==== Extracted information
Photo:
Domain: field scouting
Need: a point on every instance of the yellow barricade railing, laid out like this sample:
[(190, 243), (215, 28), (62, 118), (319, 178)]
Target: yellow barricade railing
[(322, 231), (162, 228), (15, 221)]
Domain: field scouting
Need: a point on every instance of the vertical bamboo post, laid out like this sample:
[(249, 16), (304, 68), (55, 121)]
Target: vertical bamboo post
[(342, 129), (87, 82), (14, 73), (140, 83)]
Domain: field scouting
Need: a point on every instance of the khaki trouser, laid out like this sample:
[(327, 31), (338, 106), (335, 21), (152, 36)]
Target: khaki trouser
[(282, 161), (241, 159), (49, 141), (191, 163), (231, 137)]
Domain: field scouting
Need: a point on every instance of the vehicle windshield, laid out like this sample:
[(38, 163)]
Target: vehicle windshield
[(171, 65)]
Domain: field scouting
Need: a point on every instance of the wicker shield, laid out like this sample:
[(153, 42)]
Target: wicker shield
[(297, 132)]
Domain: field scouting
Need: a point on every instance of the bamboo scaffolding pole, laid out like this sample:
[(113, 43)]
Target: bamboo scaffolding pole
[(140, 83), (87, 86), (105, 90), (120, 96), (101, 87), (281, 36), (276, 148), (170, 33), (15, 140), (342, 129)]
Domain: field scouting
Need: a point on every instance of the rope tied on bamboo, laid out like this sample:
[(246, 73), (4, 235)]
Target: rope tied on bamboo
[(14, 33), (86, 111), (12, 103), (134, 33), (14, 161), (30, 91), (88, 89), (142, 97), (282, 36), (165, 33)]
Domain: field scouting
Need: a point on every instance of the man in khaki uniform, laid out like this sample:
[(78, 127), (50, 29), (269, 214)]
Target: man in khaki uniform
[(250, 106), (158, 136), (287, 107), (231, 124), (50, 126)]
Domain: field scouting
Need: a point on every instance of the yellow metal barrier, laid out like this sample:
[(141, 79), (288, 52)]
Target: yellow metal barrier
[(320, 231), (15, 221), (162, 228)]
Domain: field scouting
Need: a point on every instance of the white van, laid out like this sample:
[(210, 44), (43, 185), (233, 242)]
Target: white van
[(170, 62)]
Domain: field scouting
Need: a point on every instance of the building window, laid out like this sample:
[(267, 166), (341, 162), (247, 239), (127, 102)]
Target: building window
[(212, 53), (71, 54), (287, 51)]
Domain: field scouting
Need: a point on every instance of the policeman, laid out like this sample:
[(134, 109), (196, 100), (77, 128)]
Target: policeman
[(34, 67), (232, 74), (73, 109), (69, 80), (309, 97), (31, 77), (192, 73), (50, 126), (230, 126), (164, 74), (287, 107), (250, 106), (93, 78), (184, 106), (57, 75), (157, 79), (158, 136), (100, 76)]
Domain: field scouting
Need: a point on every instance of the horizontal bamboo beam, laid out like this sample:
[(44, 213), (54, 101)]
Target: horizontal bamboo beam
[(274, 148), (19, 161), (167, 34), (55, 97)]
========
Problem requirements => Reproduce all of the entries word for word.

Result of this exercise =>
Photo:
Domain: field scouting
Need: a point on every instance of the yellow barricade railing, laid out like this sample:
[(190, 243), (215, 28), (62, 118), (319, 178)]
Target: yellow barricade railing
[(322, 231), (162, 228), (15, 221)]
Domain: field scouting
Need: a point on every instance of the vertical bamboo post, laid out like this sample:
[(249, 16), (304, 68), (55, 121)]
Target: vertical bamboo post
[(342, 129), (87, 82), (14, 73), (140, 83)]
Domain: field scouting
Need: a point on every instance of the khaki trouser, laid out like this sample:
[(327, 31), (338, 106), (335, 21), (152, 36)]
Target: khaki trouser
[(282, 161), (241, 159), (49, 141), (191, 163), (231, 137)]
Domain: field scouting
Need: a point on every instance of the vehicle windshield, laid out like this sample:
[(38, 163)]
Target: vehicle windshield
[(171, 65)]
Domain: field scouting
Need: a point on every instance of the wicker shield, laid out like this sample:
[(153, 42)]
Target: wicker shield
[(297, 132)]
Domain: field scouting
Need: a point on every instance of the bamboo scaffolding pole, laid out like this sample:
[(113, 43)]
Target: bamboo scaffolding pole
[(140, 83), (87, 86), (105, 90), (120, 96), (101, 87), (281, 36), (276, 148), (170, 33), (15, 140), (342, 129)]
Domain: field scouting
Need: a point on every instance of the rope tied on bamboo, laid out like this sample:
[(246, 73), (4, 235)]
Target: rope tied on bamboo
[(14, 33), (86, 111), (12, 103), (134, 33), (14, 161), (30, 91), (88, 89), (142, 97), (282, 36), (165, 33)]
Domain: field scouting
Need: a point on every instance of the man in khaki uniform, laid out like this sample:
[(78, 127), (50, 29), (269, 214)]
Target: man in khaki uniform
[(250, 106), (158, 136), (287, 107), (231, 124), (50, 126)]
Domain: field scouting
Need: a point on every instance of the yellow metal barrier, laid out like this sample:
[(141, 79), (288, 52)]
Target: yellow metal barrier
[(320, 231), (15, 221), (162, 228)]
Domain: field scouting
Need: a point on every instance of the white van, laid out like this sample:
[(210, 44), (43, 185), (233, 242)]
Target: white van
[(170, 62)]
Domain: field scouting
Need: a point on every instance of the building window, laid out like this sample:
[(267, 166), (341, 162), (247, 239), (127, 102)]
Target: building window
[(212, 53), (71, 54), (287, 51)]
Domain: field scouting
Need: a point on every instance of the policeman, laid out like this sample:
[(134, 109), (196, 100), (77, 128)]
Target: policeman
[(34, 67), (232, 74), (73, 109), (69, 80), (309, 97), (31, 77), (192, 73), (50, 126), (230, 126), (164, 74), (287, 107), (250, 106), (93, 78), (184, 106), (57, 75), (157, 79), (158, 136), (100, 76)]
Domain: field scouting
Need: a point on every instance of the horizontal bamboo beam, laid out like this sample:
[(44, 213), (54, 101)]
Target: horizontal bamboo beam
[(274, 148), (19, 161), (167, 34), (55, 97)]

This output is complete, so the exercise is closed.